◆ Material to process:
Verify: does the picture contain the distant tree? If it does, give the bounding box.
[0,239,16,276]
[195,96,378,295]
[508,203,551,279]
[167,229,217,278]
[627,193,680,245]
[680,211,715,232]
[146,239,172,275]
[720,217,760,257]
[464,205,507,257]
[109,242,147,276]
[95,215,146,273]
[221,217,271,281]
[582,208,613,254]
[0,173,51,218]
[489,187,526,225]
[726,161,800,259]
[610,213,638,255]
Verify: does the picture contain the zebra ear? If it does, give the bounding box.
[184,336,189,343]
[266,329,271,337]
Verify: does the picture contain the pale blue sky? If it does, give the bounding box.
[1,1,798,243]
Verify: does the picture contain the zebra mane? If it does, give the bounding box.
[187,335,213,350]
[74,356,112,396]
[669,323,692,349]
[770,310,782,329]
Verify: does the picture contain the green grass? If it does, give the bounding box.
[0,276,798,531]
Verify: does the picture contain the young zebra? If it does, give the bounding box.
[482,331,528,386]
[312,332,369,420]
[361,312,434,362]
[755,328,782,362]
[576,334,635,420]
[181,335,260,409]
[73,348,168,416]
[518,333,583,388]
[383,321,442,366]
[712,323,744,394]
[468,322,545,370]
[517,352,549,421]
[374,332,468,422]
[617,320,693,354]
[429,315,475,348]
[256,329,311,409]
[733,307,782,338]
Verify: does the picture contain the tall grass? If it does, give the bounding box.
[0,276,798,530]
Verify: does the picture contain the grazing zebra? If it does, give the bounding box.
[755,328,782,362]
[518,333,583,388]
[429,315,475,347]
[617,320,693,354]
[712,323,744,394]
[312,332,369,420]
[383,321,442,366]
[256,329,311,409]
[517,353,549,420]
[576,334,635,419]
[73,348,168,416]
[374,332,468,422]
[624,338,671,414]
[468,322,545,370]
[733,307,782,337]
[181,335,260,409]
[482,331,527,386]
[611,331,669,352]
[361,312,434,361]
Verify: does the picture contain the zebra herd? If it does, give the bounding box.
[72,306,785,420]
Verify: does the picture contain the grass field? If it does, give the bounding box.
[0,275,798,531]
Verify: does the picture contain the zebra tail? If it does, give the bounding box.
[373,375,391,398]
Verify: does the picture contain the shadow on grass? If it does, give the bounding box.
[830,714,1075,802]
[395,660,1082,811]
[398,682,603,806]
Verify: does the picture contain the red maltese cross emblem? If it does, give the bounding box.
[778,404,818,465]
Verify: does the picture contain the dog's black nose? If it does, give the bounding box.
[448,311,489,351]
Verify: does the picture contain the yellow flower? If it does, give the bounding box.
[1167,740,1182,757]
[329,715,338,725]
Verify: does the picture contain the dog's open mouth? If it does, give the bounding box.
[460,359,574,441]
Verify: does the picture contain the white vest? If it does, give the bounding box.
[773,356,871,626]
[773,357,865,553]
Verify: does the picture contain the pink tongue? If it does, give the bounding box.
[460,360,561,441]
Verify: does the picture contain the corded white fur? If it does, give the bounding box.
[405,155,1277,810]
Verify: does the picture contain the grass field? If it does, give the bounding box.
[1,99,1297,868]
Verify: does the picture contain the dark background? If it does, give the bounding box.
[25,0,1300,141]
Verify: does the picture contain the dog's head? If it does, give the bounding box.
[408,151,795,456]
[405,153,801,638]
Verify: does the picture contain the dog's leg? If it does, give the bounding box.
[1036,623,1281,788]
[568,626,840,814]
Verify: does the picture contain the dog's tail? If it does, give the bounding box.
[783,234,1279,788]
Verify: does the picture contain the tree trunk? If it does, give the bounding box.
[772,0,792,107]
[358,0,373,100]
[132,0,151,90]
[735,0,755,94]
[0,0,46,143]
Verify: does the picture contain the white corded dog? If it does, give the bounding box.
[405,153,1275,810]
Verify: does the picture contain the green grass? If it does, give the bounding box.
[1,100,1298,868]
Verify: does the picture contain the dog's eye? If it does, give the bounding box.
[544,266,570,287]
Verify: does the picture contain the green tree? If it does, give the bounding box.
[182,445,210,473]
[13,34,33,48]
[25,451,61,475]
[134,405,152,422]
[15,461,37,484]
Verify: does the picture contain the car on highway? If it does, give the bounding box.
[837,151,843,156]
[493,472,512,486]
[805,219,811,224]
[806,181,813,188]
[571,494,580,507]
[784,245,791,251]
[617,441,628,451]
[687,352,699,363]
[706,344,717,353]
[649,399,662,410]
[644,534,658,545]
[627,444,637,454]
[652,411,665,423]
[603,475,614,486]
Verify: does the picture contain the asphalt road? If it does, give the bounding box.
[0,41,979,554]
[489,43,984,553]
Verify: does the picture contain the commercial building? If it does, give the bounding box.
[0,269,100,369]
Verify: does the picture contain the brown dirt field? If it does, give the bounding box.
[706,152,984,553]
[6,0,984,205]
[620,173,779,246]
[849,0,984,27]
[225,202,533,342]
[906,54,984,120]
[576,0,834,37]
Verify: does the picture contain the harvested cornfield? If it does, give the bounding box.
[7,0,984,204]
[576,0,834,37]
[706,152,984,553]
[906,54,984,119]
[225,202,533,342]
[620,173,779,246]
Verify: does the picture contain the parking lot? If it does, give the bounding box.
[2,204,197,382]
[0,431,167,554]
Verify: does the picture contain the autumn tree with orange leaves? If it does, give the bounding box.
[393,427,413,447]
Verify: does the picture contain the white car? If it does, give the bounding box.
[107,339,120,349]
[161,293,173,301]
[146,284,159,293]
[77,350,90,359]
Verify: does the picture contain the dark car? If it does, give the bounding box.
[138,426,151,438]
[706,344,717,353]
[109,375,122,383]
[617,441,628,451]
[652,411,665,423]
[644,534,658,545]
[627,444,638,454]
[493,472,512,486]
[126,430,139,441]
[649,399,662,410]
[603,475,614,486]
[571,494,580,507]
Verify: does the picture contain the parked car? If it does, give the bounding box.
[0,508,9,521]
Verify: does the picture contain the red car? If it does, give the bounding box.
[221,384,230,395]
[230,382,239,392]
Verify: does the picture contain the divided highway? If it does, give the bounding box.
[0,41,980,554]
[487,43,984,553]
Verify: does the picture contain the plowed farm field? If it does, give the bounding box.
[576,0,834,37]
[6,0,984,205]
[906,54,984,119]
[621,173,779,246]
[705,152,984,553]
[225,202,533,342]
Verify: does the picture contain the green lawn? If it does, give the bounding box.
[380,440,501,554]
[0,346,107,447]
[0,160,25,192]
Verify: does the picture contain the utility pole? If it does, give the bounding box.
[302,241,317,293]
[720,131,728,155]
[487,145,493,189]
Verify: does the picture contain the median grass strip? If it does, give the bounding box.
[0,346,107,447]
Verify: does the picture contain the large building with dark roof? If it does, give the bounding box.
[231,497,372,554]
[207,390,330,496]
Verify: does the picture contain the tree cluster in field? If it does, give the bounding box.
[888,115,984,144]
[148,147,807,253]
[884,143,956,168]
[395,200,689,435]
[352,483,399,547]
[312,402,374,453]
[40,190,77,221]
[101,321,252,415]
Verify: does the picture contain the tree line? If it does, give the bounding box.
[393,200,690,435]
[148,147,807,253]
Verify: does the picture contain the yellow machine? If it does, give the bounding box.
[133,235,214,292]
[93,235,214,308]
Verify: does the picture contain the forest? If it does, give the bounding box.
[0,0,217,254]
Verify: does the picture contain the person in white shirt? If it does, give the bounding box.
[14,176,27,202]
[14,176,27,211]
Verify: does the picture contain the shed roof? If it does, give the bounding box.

◆ Exercise brief:
The whole listing above needs to be reproduced exactly.

◆ Written solution:
Verify: does the picture contain the distant tree? If it does, give the bounding box.
[0,239,16,276]
[195,96,378,295]
[508,203,551,279]
[167,229,217,278]
[627,193,680,245]
[680,211,715,232]
[146,239,172,275]
[720,217,760,257]
[464,205,507,257]
[109,242,147,276]
[95,215,146,273]
[221,217,271,281]
[582,208,613,254]
[0,173,51,218]
[489,187,526,225]
[726,161,800,259]
[610,213,638,255]
Verify: does the picture contain the zebra ear? If it does, give the bounding box.
[184,336,189,343]
[266,329,271,337]
Verify: does the picture contain the pale blue sky? If it does, give the bounding box.
[1,1,798,243]
Verify: does the picture contain the zebra mane? If it does, give the bounding box.
[187,335,213,350]
[74,356,112,396]
[669,323,692,349]
[770,310,782,329]
Verify: does the picture contain the green grass? If it does, give the bounding box.
[0,276,798,531]
Verify: does the picture contain the young zebra? If it does, give the bounding box.
[482,331,528,386]
[312,332,369,420]
[361,312,434,362]
[755,328,782,362]
[576,334,635,420]
[181,335,260,409]
[73,348,168,416]
[518,333,583,388]
[383,321,442,366]
[712,323,744,394]
[468,322,545,370]
[517,352,549,421]
[374,332,468,422]
[617,320,693,354]
[429,315,475,348]
[256,329,311,409]
[733,307,782,338]
Verify: does the picture contain the tall grass? If it does, give the bounding box.
[0,276,798,530]
Verify: does the picture contain the grazing zebra? If it does, give the bounding box.
[755,328,782,362]
[518,333,583,388]
[429,315,475,347]
[617,320,693,354]
[712,323,744,394]
[312,332,369,420]
[383,321,442,366]
[256,329,311,409]
[517,353,549,420]
[576,334,635,419]
[73,348,168,416]
[374,332,468,422]
[624,338,671,414]
[468,322,545,370]
[733,307,782,337]
[181,335,260,409]
[482,331,527,386]
[611,331,669,352]
[361,312,434,361]
Verify: does the picture contain the zebra herd? If it does, give the bounding box.
[72,306,785,420]
Verify: does the picture contain the grass field? If it does, give the bounding box.
[0,275,798,531]
Verify: does the picture contain the zebra tail? If it does, give the bounding box.
[373,375,391,398]
Verify: does the picture contain the shadow on grass? If it does, give the bounding box.
[830,714,1075,802]
[395,660,1082,811]
[398,682,603,806]
Verify: does the picture contain the red maltese cross emblem? If it does, give the bounding box.
[778,404,818,465]
Verify: does the picture contain the dog's black nose? If it does, give the bounding box.
[448,311,489,351]
Verify: does the picture contain the yellow flower? If it does, give the bounding box.
[1167,740,1182,757]
[329,715,338,725]
Verify: does the picture contain the dog's open mouth? If it does, give the bounding box.
[460,359,574,441]
Verify: does the picture contain the white vest? If it does, give the bounding box.
[773,356,871,626]
[773,357,865,553]
Verify: does the picture contain the pink tongue? If it does, give the bounding box.
[460,360,561,441]
Verify: does the picture contain the corded white fur? If it does, give the bounding box.
[405,155,1277,810]
Verify: does the picture contain the grass field? If it does, give the bounding box.
[1,99,1297,868]
Verify: does the picture contain the dark background? If it does, give the bounding box.
[25,0,1300,141]
Verify: does the picture contain the dog's head? If it does, give the bounding box.
[408,151,795,456]
[405,153,801,638]
Verify: does the picture contain the dog's leg? If it does, give the bounding box.
[1036,623,1281,788]
[568,626,840,814]
Verify: does the picture contain the dog's tail? If it does, give the bounding box.
[783,234,1279,788]
Verify: does the picture contain the tree trunk? If it does, give the bounding box.
[772,0,792,107]
[358,0,373,100]
[132,0,151,90]
[735,0,755,94]
[0,0,46,143]
Verify: does the picture contain the white corded dog? If it does, give the bounding box.
[405,153,1275,810]
Verify: does the picture contain the green grass? If it does, give the bounding box.
[1,100,1298,868]
Verify: does the picture contain the dog's eye? If it does, give the bounding box.
[544,266,570,287]
Verify: does the picture contain the green tree? If it does, give the bounding box.
[182,445,210,473]
[13,34,33,48]
[25,451,61,475]
[134,405,152,422]
[15,461,37,484]
Verify: does the picture contain the car on highway? If it does, give the bounding box.
[837,151,843,156]
[493,472,512,486]
[805,219,811,224]
[806,181,813,188]
[571,494,580,507]
[784,245,791,251]
[617,441,628,451]
[687,352,699,363]
[706,344,717,353]
[649,399,662,410]
[644,534,658,545]
[627,444,637,454]
[652,411,665,423]
[603,475,614,486]
Verify: does the picture contain the asphalt road? If it does, give the bounding box.
[0,41,979,554]
[489,43,984,553]
Verify: does the picture contain the commercial building? If it does, give the bounding box.
[0,269,100,369]
Verify: does the picture contain the brown dirt field? If it does, give the bounding box.
[706,152,984,553]
[6,0,984,205]
[620,173,779,246]
[849,0,984,27]
[225,202,533,342]
[906,54,984,120]
[576,0,834,37]
Verify: does the picture contain the harvested cornfield? If it does, give the bounding box.
[7,0,984,204]
[576,0,834,37]
[706,152,984,553]
[906,54,984,119]
[225,202,533,342]
[620,173,779,246]
Verify: does the picture contain the parking lot? If it does, give the bounding box.
[2,204,197,382]
[0,431,167,554]
Verify: does the picture contain the autumn tree with orange leaves? If it does, give the bounding box.
[393,427,413,447]
Verify: does the picture contain the white car? If it does, give the bounding box.
[107,339,120,349]
[161,293,173,301]
[146,284,159,293]
[77,350,90,359]
Verify: does the picture contain the dark car? If it does, give the bounding box.
[138,426,151,438]
[706,344,717,353]
[109,375,122,383]
[617,441,628,451]
[652,411,665,423]
[644,534,658,545]
[627,444,638,454]
[493,472,512,486]
[126,430,139,441]
[649,399,662,410]
[603,475,614,486]
[571,494,580,507]
Verify: does the picture contain the parked car? If it does, give the bounding box.
[0,508,9,521]
Verify: does the picture contain the red car? If it does, give the bounding box.
[221,384,230,395]
[230,382,239,392]
Verify: does the picture contain the divided highway? If it does, give the bounding box.
[0,41,980,554]
[487,43,984,553]
Verify: does the picture contain the plowed farm field? If it does, give the bounding box.
[576,0,834,37]
[6,0,984,205]
[906,54,984,119]
[621,173,779,246]
[705,152,984,553]
[225,202,533,342]
Verify: does the picture contain the green lawn? If it does, give the bounding box.
[380,440,501,554]
[0,346,107,447]
[0,160,25,192]
Verify: does the picture contain the utility pole? If it does, give the bounding box.
[302,241,317,293]
[720,131,728,155]
[487,145,493,189]
Verify: does the picture contain the median grass strip? If it does, give the bounding box.
[0,346,107,447]
Verify: does the picture contain the large building with dark roof? If it does, give the bounding box.
[231,497,372,554]
[207,390,330,496]
Verify: does the picture contain the tree cluster in field? If it does, give the bounding box.
[888,115,984,144]
[148,147,807,253]
[884,143,956,168]
[395,200,689,435]
[352,483,399,547]
[312,402,374,453]
[40,190,77,221]
[101,321,252,415]
Verify: does the picture contain the tree line? If it does, give the bounding box.
[393,200,690,435]
[148,147,807,253]
Verify: does the picture contain the yellow machine? If it does, give the bounding box.
[133,235,214,292]
[93,235,214,308]
Verify: does the picture contain the forest? If it does, give the bounding box.
[0,0,217,254]
Verify: does the picture contain the person in white shirt? If it does, give the bounding box.
[14,176,27,202]
[14,176,27,211]
Verify: does the picture contain the shed roof? If it does, give the bounding box.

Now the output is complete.